───── Supplied information
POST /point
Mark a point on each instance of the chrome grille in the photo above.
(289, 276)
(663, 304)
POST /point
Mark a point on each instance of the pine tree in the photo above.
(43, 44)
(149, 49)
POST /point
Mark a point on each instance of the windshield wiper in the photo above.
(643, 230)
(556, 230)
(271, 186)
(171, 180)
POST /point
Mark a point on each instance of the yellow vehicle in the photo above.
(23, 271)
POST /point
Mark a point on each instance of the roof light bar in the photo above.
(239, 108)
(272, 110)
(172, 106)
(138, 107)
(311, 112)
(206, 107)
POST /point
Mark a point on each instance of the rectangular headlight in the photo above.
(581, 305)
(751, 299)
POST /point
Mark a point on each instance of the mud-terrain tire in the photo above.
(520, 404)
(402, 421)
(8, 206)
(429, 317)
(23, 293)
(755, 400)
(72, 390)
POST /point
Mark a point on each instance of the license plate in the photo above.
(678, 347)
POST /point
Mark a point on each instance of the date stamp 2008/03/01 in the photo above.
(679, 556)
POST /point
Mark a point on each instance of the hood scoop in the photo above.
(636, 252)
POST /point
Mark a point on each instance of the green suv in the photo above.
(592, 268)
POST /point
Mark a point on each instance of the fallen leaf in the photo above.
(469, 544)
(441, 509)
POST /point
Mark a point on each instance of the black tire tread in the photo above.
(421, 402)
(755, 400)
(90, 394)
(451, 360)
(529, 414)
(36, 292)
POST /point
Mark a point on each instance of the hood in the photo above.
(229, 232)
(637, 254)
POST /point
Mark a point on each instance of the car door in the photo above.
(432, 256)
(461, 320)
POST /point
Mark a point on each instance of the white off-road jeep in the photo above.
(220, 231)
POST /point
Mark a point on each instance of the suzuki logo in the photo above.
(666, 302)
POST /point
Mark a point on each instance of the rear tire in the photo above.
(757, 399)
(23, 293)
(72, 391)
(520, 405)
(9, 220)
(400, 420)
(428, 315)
──────────
What the exercise asks:
Each line above, from the one that contains "Mark a point on each instance of the white" to the last line of the records, should be repeated exactly. Leave out all others.

Completed exercise:
Mark a point on each instance of the white off-road jeep in the photo above.
(220, 231)
POST /point
Mark a point on each instance of the suzuki logo in the photo above.
(666, 302)
POST /point
Mark a point on each instance of the rear tire in the photo above.
(757, 399)
(23, 293)
(72, 391)
(520, 405)
(9, 220)
(400, 420)
(428, 315)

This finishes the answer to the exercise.